[DATA SHOWN — start]

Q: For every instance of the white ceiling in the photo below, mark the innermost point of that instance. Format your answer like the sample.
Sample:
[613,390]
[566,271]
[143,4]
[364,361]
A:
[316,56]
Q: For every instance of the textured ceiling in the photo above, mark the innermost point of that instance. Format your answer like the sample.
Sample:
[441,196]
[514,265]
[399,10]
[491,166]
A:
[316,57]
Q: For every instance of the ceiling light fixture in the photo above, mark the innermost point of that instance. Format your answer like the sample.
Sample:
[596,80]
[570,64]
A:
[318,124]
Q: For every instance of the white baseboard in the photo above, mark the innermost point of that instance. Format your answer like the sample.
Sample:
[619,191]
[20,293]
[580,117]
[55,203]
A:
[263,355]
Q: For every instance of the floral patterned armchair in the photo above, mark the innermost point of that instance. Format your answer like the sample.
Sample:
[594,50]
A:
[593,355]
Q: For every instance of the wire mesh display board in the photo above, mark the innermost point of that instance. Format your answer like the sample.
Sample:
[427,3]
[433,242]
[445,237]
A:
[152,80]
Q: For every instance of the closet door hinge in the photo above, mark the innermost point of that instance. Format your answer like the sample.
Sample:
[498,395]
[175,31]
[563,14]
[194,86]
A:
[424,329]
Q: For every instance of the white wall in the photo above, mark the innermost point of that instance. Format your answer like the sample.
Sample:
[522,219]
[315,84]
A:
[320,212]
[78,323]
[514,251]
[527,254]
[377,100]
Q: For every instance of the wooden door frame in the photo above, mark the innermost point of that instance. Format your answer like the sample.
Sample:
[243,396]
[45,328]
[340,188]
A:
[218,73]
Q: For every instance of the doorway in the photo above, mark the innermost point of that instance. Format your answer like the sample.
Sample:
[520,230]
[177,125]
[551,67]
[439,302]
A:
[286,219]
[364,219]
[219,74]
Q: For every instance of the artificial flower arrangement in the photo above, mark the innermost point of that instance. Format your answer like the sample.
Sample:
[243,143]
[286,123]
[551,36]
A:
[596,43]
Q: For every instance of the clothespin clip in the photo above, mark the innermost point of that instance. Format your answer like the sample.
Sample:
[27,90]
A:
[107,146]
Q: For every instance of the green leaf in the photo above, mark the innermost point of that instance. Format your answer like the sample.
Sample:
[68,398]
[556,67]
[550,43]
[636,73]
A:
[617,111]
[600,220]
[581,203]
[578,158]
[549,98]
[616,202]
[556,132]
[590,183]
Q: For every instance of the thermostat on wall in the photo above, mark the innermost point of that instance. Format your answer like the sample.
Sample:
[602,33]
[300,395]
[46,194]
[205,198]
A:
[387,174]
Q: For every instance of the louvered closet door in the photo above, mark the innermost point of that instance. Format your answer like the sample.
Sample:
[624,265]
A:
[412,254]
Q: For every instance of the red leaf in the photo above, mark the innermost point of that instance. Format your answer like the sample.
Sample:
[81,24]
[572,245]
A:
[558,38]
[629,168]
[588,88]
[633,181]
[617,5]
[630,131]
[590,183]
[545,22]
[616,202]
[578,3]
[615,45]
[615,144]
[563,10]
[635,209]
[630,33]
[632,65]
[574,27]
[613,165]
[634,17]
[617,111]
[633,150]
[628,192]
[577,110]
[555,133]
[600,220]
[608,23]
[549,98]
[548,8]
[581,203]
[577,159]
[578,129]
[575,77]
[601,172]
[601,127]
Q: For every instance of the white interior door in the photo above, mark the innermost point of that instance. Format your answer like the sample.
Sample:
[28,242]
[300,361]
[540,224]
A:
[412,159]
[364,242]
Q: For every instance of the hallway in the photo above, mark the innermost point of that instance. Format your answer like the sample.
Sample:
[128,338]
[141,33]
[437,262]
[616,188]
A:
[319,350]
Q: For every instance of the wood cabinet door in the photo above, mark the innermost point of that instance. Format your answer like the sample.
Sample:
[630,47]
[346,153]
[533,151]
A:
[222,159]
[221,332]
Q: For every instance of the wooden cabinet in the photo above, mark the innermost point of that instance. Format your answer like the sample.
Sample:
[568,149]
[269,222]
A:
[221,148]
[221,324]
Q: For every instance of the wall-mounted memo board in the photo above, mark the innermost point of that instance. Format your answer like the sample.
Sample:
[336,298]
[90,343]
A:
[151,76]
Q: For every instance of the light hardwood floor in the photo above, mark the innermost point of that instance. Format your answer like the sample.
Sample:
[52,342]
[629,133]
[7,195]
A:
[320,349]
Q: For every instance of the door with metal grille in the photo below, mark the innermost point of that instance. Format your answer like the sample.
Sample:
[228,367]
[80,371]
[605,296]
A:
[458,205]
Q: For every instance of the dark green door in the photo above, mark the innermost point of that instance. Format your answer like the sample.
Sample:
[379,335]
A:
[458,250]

[DATA SHOWN — finish]

● **PROBLEM TO WORK ON**: Display every line of the listing that contains the string "leaf".

● **SOLUTION**:
Q: For every instance of the green leaf in the photo above, mark the innermost point of that instance. Format your answer like the sample.
Q: For every instance of the red leaf in the photo above, mark the innermost point of that instance. Format your answer like the sample.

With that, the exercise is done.